Referring expression grounding data:
····················
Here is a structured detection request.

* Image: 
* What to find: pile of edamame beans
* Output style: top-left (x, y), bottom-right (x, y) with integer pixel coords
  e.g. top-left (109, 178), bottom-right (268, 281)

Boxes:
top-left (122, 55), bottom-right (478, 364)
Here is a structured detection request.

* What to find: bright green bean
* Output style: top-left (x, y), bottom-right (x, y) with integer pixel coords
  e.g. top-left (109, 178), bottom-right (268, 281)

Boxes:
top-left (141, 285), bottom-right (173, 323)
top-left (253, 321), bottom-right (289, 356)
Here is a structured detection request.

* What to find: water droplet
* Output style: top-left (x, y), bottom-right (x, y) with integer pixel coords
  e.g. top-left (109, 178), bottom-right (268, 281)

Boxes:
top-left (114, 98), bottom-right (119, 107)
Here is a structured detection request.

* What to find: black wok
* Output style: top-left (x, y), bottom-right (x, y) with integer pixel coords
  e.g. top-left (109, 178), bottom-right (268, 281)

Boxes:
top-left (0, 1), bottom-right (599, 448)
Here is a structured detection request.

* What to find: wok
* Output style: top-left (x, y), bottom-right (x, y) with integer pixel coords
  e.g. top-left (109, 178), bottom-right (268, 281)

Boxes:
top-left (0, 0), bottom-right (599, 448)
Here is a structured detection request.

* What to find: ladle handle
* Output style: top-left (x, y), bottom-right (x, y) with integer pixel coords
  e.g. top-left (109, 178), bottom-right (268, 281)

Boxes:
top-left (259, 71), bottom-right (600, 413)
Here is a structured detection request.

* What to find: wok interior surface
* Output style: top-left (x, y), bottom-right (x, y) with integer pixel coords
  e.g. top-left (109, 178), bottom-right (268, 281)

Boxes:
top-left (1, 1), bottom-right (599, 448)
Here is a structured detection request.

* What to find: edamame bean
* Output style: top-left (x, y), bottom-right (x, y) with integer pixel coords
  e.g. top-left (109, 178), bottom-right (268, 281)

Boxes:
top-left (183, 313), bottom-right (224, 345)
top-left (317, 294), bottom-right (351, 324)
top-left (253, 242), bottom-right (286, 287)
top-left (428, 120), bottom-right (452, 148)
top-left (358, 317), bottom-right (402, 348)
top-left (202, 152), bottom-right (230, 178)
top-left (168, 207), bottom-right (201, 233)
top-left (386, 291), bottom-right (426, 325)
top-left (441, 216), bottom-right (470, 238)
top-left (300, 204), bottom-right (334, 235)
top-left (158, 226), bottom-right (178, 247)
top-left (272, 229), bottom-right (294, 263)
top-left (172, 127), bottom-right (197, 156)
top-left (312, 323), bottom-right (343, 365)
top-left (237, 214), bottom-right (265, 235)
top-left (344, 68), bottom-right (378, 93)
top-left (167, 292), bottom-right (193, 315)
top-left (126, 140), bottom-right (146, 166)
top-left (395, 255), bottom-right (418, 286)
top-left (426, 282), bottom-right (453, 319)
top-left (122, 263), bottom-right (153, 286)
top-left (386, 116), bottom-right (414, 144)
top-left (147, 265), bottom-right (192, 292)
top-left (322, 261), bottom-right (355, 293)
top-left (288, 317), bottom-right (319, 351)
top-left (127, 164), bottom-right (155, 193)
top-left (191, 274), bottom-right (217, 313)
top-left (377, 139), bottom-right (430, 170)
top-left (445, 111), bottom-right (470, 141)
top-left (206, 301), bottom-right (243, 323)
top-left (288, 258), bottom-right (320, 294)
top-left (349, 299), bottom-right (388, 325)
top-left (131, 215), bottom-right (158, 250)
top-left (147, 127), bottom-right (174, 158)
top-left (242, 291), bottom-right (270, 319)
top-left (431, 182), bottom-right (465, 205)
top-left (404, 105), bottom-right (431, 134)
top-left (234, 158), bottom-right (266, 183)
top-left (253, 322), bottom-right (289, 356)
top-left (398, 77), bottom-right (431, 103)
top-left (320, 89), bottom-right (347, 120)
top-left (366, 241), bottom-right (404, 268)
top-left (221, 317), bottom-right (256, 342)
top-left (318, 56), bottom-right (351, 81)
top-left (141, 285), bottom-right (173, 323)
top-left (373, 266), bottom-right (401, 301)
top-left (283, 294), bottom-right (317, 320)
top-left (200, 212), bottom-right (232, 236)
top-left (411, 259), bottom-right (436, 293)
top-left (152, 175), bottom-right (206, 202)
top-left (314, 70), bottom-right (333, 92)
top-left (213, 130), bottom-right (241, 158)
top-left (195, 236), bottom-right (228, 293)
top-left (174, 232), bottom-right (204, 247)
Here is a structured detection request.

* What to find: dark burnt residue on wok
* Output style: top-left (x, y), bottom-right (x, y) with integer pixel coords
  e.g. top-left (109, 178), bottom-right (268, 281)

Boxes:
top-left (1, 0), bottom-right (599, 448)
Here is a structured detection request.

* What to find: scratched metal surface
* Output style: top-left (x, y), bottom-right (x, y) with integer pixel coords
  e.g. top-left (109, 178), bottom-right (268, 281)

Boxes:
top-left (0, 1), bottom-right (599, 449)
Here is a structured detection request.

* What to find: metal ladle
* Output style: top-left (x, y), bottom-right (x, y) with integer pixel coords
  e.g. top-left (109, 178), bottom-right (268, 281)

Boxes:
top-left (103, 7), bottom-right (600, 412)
····················
#### [ACTIVITY]
Could you return all the data above exactly as it appears?

#### [SOLVED PROBLEM]
Here is a structured detection request.

* Image: 
* What to find: pile of edamame beans
* Output style: top-left (x, y), bottom-right (x, y) with integer pixel coords
  e.g. top-left (109, 178), bottom-right (268, 281)

Boxes:
top-left (122, 55), bottom-right (478, 364)
Here is a structured detection request.

* What to find: bright green bean
* Output style: top-left (x, y), bottom-right (x, y) with integer pixel coords
  e.g. top-left (109, 178), bottom-right (268, 281)

Boxes:
top-left (141, 285), bottom-right (173, 323)
top-left (253, 321), bottom-right (289, 356)
Here is a structured detection request.

* What to find: water droplet
* Output style: top-left (x, y), bottom-right (x, y) with integer pixel coords
  e.g. top-left (109, 178), bottom-right (268, 281)

Boxes:
top-left (114, 98), bottom-right (119, 107)
Here is a structured detection request.

* What to find: black wok
* Output style: top-left (x, y), bottom-right (x, y) with integer pixel coords
  e.g. top-left (109, 178), bottom-right (268, 281)

Boxes:
top-left (0, 1), bottom-right (599, 448)
Here is a structured detection request.

* What to find: wok
* Output style: top-left (x, y), bottom-right (x, y) with integer pixel coords
  e.g. top-left (109, 178), bottom-right (268, 281)

Boxes:
top-left (0, 0), bottom-right (599, 448)
Here is a structured detection request.

* What to find: ladle handle
* Output style: top-left (x, y), bottom-right (x, y) with integer pixel coords
  e.g. top-left (109, 178), bottom-right (268, 281)

Boxes:
top-left (259, 71), bottom-right (600, 413)
Here is a structured detection request.

* What to find: wok interior surface
* Output style: top-left (x, y), bottom-right (x, y) with integer pixel coords
  e.g. top-left (109, 178), bottom-right (268, 281)

Boxes:
top-left (1, 1), bottom-right (599, 448)
Here is a structured detection request.

* What to find: edamame bean
* Output style: top-left (x, y), bottom-right (x, y) with integer pixel coords
  e.g. top-left (109, 178), bottom-right (268, 281)

Boxes:
top-left (183, 313), bottom-right (224, 345)
top-left (317, 294), bottom-right (351, 324)
top-left (253, 242), bottom-right (286, 287)
top-left (428, 120), bottom-right (452, 148)
top-left (358, 317), bottom-right (402, 348)
top-left (202, 152), bottom-right (230, 178)
top-left (168, 207), bottom-right (201, 233)
top-left (386, 291), bottom-right (426, 325)
top-left (441, 216), bottom-right (470, 238)
top-left (300, 204), bottom-right (334, 235)
top-left (158, 226), bottom-right (178, 247)
top-left (272, 229), bottom-right (294, 263)
top-left (172, 127), bottom-right (197, 156)
top-left (312, 323), bottom-right (343, 365)
top-left (237, 214), bottom-right (265, 235)
top-left (344, 68), bottom-right (378, 93)
top-left (167, 292), bottom-right (193, 315)
top-left (126, 140), bottom-right (146, 166)
top-left (395, 255), bottom-right (418, 286)
top-left (426, 282), bottom-right (453, 319)
top-left (122, 263), bottom-right (153, 286)
top-left (386, 116), bottom-right (414, 144)
top-left (147, 265), bottom-right (192, 292)
top-left (322, 261), bottom-right (355, 293)
top-left (288, 317), bottom-right (319, 351)
top-left (127, 164), bottom-right (155, 193)
top-left (191, 274), bottom-right (217, 313)
top-left (377, 139), bottom-right (430, 170)
top-left (445, 111), bottom-right (470, 141)
top-left (206, 301), bottom-right (243, 323)
top-left (288, 258), bottom-right (320, 294)
top-left (349, 299), bottom-right (388, 325)
top-left (131, 215), bottom-right (158, 250)
top-left (147, 127), bottom-right (174, 158)
top-left (242, 291), bottom-right (270, 319)
top-left (431, 182), bottom-right (465, 205)
top-left (404, 105), bottom-right (431, 134)
top-left (234, 158), bottom-right (266, 183)
top-left (253, 322), bottom-right (289, 356)
top-left (398, 77), bottom-right (431, 103)
top-left (320, 89), bottom-right (347, 120)
top-left (366, 241), bottom-right (404, 268)
top-left (221, 317), bottom-right (256, 342)
top-left (318, 56), bottom-right (351, 81)
top-left (141, 285), bottom-right (173, 323)
top-left (373, 266), bottom-right (401, 301)
top-left (283, 294), bottom-right (317, 320)
top-left (200, 212), bottom-right (232, 236)
top-left (411, 259), bottom-right (436, 293)
top-left (152, 175), bottom-right (206, 202)
top-left (314, 70), bottom-right (333, 92)
top-left (213, 130), bottom-right (241, 158)
top-left (195, 236), bottom-right (228, 293)
top-left (174, 232), bottom-right (204, 247)
Here is a structured detection request.

* What to find: dark burnt residue on wok
* Output style: top-left (x, y), bottom-right (x, y) with integer pixel coords
  e.g. top-left (109, 178), bottom-right (268, 281)

Boxes:
top-left (1, 0), bottom-right (599, 448)
Here is a structured detection request.

* What to find: scratched metal surface
* Output style: top-left (x, y), bottom-right (x, y) with integer pixel coords
  e.g. top-left (109, 178), bottom-right (268, 281)

Boxes:
top-left (0, 1), bottom-right (599, 449)
Here is a structured detection request.

* What to find: metal ladle
* Output style: top-left (x, y), bottom-right (x, y) with integer pixel coords
  e.g. top-left (109, 178), bottom-right (268, 281)

Boxes:
top-left (103, 7), bottom-right (600, 412)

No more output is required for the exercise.